* [Your instructions]
Please turn the stretch from the line containing "Look at the photo above. For each instance of the orange" through the line containing "pixel 505 75" into a two-column CSV with the header text,answer: one row for each entry and the answer below it, with both fields quoted and line breaks replaced by spaces.

--- START Information given ---

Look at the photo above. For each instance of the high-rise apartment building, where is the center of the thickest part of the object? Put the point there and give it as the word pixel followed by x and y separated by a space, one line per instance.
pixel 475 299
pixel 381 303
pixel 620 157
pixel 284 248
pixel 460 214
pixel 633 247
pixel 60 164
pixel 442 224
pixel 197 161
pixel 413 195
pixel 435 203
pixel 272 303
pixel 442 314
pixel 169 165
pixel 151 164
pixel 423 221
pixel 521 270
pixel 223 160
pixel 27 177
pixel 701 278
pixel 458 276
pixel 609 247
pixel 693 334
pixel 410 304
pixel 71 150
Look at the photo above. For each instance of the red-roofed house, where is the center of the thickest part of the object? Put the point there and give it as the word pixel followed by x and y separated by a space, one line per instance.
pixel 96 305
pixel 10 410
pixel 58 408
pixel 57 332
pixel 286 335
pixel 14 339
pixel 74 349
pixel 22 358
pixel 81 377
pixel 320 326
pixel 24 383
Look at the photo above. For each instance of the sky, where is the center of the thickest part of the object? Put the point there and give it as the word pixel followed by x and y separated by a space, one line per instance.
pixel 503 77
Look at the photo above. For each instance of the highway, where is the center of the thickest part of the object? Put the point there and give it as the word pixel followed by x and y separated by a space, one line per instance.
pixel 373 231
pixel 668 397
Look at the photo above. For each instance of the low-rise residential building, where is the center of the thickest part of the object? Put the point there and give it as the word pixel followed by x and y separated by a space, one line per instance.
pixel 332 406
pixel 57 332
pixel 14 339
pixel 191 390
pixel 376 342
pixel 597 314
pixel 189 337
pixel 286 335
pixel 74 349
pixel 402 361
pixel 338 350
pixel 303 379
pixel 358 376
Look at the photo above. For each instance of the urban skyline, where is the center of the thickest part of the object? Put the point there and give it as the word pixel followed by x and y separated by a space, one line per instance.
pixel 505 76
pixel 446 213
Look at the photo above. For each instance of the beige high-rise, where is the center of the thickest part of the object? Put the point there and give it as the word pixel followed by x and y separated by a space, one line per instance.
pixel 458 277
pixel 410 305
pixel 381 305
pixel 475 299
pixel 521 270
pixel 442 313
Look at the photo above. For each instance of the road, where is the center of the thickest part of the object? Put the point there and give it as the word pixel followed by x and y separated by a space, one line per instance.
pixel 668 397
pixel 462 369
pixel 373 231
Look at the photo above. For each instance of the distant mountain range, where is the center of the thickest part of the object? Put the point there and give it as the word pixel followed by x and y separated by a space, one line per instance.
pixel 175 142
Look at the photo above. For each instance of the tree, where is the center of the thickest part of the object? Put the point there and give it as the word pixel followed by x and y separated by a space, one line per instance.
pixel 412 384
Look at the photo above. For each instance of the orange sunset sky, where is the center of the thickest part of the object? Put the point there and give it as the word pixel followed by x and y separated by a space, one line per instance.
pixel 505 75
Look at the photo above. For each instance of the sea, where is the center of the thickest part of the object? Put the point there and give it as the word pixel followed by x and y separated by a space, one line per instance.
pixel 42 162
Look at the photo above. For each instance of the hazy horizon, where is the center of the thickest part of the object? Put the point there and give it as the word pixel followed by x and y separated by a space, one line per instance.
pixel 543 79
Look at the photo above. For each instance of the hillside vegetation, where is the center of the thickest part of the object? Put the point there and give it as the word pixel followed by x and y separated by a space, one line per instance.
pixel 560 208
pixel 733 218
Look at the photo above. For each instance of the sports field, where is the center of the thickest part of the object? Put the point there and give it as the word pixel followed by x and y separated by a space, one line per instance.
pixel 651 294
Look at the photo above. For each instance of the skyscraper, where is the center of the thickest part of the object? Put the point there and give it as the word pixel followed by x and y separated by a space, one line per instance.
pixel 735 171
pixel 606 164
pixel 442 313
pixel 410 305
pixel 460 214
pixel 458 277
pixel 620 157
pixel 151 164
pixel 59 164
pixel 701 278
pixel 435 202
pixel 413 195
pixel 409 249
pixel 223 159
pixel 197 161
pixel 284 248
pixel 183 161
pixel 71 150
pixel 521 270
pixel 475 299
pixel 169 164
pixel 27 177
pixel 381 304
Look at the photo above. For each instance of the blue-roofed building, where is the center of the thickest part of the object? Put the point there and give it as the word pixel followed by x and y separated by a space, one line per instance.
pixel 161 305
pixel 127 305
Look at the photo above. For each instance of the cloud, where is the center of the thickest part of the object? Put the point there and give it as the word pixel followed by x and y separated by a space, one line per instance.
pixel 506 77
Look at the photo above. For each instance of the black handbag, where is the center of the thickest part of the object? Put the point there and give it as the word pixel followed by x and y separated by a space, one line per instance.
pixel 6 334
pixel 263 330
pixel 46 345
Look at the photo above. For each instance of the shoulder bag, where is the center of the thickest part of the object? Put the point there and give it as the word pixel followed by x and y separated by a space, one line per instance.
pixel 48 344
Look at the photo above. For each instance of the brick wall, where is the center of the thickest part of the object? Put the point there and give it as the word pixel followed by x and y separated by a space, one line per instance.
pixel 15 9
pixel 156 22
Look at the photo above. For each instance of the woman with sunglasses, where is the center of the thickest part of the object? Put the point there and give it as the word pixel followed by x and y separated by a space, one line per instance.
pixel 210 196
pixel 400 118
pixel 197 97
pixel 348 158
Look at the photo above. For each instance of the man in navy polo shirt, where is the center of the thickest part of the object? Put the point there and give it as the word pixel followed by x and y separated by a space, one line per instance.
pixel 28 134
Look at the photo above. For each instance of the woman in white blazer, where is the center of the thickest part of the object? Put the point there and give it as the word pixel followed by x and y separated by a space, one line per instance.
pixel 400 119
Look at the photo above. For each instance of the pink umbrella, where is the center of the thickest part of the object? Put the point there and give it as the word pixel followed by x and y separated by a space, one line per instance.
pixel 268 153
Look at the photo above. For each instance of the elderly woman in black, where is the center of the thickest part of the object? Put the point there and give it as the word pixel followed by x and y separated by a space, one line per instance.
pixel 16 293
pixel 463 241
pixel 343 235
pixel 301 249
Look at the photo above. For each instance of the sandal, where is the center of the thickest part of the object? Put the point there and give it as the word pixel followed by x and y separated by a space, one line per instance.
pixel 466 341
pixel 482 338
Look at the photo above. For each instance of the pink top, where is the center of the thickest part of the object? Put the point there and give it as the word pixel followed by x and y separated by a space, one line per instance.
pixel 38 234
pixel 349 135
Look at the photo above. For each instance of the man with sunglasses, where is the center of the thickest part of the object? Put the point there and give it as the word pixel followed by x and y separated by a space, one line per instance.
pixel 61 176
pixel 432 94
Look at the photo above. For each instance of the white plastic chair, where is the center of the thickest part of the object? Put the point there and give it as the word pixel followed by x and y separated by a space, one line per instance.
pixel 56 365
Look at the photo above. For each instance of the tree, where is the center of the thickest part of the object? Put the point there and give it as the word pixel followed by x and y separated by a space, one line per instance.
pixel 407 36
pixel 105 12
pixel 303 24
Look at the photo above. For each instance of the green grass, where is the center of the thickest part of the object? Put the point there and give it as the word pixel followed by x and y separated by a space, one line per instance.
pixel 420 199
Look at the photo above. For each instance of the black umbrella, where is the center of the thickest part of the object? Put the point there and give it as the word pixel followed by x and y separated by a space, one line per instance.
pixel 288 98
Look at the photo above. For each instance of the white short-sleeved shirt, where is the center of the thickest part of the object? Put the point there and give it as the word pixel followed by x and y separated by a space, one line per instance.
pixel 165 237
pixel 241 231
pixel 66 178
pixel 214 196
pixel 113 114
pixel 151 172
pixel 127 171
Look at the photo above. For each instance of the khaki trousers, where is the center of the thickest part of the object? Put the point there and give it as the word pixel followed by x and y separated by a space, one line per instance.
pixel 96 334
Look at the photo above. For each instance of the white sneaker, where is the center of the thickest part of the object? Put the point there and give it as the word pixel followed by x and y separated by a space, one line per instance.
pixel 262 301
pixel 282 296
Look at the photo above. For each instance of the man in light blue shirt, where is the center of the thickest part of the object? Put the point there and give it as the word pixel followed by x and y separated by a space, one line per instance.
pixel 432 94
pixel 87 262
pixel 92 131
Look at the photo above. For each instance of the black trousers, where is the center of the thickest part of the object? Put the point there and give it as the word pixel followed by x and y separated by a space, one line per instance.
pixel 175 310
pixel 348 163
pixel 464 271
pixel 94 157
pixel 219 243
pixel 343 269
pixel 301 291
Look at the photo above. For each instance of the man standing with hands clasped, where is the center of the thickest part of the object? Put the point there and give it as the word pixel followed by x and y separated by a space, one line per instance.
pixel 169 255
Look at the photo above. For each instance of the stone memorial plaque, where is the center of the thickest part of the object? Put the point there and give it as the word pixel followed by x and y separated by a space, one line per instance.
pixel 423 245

--- END Information given ---

* [Result for this task]
text,answer
"Look at the photo above. For each instance of the orange sunset sky, where is the center of the thickest part of the object? Put the point there and give it as the word pixel followed by x and y separated by a space, one line per instance.","pixel 505 75"